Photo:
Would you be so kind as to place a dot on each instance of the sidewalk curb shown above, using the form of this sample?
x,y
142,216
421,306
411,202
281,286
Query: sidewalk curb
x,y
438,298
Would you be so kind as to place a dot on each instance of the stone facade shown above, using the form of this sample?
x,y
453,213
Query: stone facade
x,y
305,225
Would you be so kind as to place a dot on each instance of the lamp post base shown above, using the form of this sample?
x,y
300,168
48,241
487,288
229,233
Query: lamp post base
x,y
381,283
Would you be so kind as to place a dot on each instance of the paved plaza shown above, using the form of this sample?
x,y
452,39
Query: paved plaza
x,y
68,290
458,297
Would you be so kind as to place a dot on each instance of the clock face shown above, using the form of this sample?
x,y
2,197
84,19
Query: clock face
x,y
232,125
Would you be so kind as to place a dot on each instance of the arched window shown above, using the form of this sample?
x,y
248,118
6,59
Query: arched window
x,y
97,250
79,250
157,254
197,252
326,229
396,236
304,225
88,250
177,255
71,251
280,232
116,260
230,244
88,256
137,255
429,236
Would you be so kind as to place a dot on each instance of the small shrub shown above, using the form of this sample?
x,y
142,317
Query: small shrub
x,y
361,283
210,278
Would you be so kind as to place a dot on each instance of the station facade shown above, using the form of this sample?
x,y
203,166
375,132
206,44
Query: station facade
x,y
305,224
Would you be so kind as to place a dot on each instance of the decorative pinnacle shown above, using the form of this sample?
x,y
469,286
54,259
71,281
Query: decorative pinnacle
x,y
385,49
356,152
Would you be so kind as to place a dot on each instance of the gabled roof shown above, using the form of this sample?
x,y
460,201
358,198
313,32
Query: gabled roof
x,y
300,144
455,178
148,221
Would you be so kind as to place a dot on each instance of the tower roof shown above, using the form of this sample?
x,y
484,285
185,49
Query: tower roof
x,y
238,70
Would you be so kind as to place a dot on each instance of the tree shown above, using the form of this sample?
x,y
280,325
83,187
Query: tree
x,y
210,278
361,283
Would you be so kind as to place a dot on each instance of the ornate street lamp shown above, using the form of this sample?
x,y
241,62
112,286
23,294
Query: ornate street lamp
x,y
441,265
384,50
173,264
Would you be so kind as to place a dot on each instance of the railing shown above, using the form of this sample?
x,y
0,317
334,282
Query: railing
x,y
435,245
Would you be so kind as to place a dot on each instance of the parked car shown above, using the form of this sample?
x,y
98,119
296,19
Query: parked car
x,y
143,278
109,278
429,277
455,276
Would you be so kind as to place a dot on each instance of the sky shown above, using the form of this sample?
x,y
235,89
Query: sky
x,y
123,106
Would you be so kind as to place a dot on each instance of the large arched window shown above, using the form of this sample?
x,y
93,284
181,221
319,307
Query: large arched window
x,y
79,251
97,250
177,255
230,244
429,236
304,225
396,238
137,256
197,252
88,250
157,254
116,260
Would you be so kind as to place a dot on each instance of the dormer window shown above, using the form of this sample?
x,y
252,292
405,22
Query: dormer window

------------------------------------

* _Task instructions_: Please turn the lines above into a Markdown table with the columns Number and Line. Number each row and leave out any blank lines.

* _Reply_:
| Number | Line |
|---|---|
| 1 | Photo: |
| 2 | Would you be so kind as to place a dot on each instance of the sidewalk curb shown above, using the form of this sample? |
| 3 | x,y |
| 4 | 142,216 |
| 5 | 421,306 |
| 6 | 411,202 |
| 7 | 281,286 |
| 8 | Query: sidewalk curb |
| 9 | x,y |
| 10 | 438,298 |
| 11 | Would you be so kind as to place a dot on each instance of the stone facade shown above, using the form of this sample? |
| 12 | x,y |
| 13 | 453,213 |
| 14 | Query: stone facade |
| 15 | x,y |
| 16 | 305,225 |
| 17 | Would you be so kind as to place a dot on each instance of the lamp post base shown above, using the form of this sample? |
| 18 | x,y |
| 19 | 300,168 |
| 20 | 48,241 |
| 21 | 487,288 |
| 22 | 229,233 |
| 23 | Query: lamp post base |
| 24 | x,y |
| 25 | 381,283 |
| 26 | Would you be so kind as to place a dot on each instance of the paved plaza shown above, using the form of this sample? |
| 27 | x,y |
| 28 | 452,39 |
| 29 | Query: paved plaza |
| 30 | x,y |
| 31 | 68,290 |
| 32 | 458,297 |
| 33 | Would you be so kind as to place a dot on each instance of the clock face shown above, using the form of this sample? |
| 34 | x,y |
| 35 | 2,197 |
| 36 | 84,19 |
| 37 | Query: clock face |
| 38 | x,y |
| 39 | 232,125 |
| 40 | Would you be so kind as to place a dot on each instance of the arched window shown above, using the form of this sample? |
| 41 | x,y |
| 42 | 248,118 |
| 43 | 6,59 |
| 44 | Query: arched window |
| 45 | x,y |
| 46 | 97,250 |
| 47 | 79,250 |
| 48 | 157,254 |
| 49 | 197,252 |
| 50 | 326,229 |
| 51 | 396,236 |
| 52 | 304,225 |
| 53 | 88,250 |
| 54 | 177,255 |
| 55 | 71,251 |
| 56 | 280,232 |
| 57 | 116,260 |
| 58 | 230,244 |
| 59 | 88,256 |
| 60 | 137,255 |
| 61 | 429,236 |
| 62 | Would you be so kind as to place a dot on each instance of the small shrub shown above, using the form of this sample? |
| 63 | x,y |
| 64 | 142,317 |
| 65 | Query: small shrub |
| 66 | x,y |
| 67 | 361,283 |
| 68 | 210,278 |
| 69 | Would you be so kind as to place a dot on each instance of the station facade shown above, using the form of this sample? |
| 70 | x,y |
| 71 | 203,166 |
| 72 | 375,132 |
| 73 | 206,44 |
| 74 | Query: station facade |
| 75 | x,y |
| 76 | 305,224 |
| 77 | Would you be so kind as to place a dot on each instance of the decorative pinnacle shown above, using the form of this sample? |
| 78 | x,y |
| 79 | 469,286 |
| 80 | 54,259 |
| 81 | 71,281 |
| 82 | Query: decorative pinnacle |
| 83 | x,y |
| 84 | 385,49 |
| 85 | 356,152 |
| 86 | Would you be so kind as to place a dot on each instance of the gabled roof shown above, using the form of this sample? |
| 87 | x,y |
| 88 | 460,201 |
| 89 | 358,198 |
| 90 | 313,32 |
| 91 | Query: gabled roof |
| 92 | x,y |
| 93 | 300,144 |
| 94 | 455,178 |
| 95 | 148,221 |
| 96 | Would you be so kind as to place a dot on each instance of the tower roof shown above, using the form of this sample? |
| 97 | x,y |
| 98 | 484,285 |
| 99 | 185,49 |
| 100 | Query: tower roof |
| 101 | x,y |
| 102 | 238,70 |
| 103 | Would you be so kind as to place a dot on each instance of the tree shown above, using the form of this sample? |
| 104 | x,y |
| 105 | 280,325 |
| 106 | 83,187 |
| 107 | Query: tree |
| 108 | x,y |
| 109 | 210,278 |
| 110 | 361,283 |
| 111 | Would you be so kind as to place a dot on each instance of the ornate street lamp shown above, using the form of this sample? |
| 112 | x,y |
| 113 | 241,62 |
| 114 | 112,286 |
| 115 | 23,294 |
| 116 | Query: ornate street lamp |
| 117 | x,y |
| 118 | 441,265 |
| 119 | 384,50 |
| 120 | 173,264 |
| 121 | Would you be so kind as to place a dot on each instance of the railing shown above, using the form of this sample? |
| 122 | x,y |
| 123 | 0,317 |
| 124 | 334,282 |
| 125 | Query: railing |
| 126 | x,y |
| 127 | 435,245 |
| 128 | Would you be so kind as to place a dot on each instance of the parked car shown above, using the form of this sample? |
| 129 | x,y |
| 130 | 98,119 |
| 131 | 296,19 |
| 132 | Query: parked car |
| 133 | x,y |
| 134 | 143,278 |
| 135 | 109,278 |
| 136 | 429,277 |
| 137 | 455,276 |
| 138 | Would you be so kind as to place a dot on each instance of the sky shown above, using the form of this sample? |
| 139 | x,y |
| 140 | 235,89 |
| 141 | Query: sky |
| 142 | x,y |
| 143 | 123,106 |
| 144 | Would you be so kind as to place a dot on each instance of the large arched window shown above, using the form of this sample? |
| 145 | x,y |
| 146 | 93,284 |
| 147 | 181,221 |
| 148 | 319,307 |
| 149 | Query: large arched window |
| 150 | x,y |
| 151 | 79,251 |
| 152 | 97,250 |
| 153 | 177,255 |
| 154 | 230,244 |
| 155 | 429,236 |
| 156 | 304,225 |
| 157 | 396,238 |
| 158 | 137,256 |
| 159 | 197,252 |
| 160 | 88,250 |
| 161 | 157,254 |
| 162 | 116,260 |
| 163 | Would you be so kind as to place a dot on each instance of the dormer window shown above, using the form of this sample? |
| 164 | x,y |
| 165 | 252,292 |
| 166 | 405,22 |
| 167 | Query: dormer window |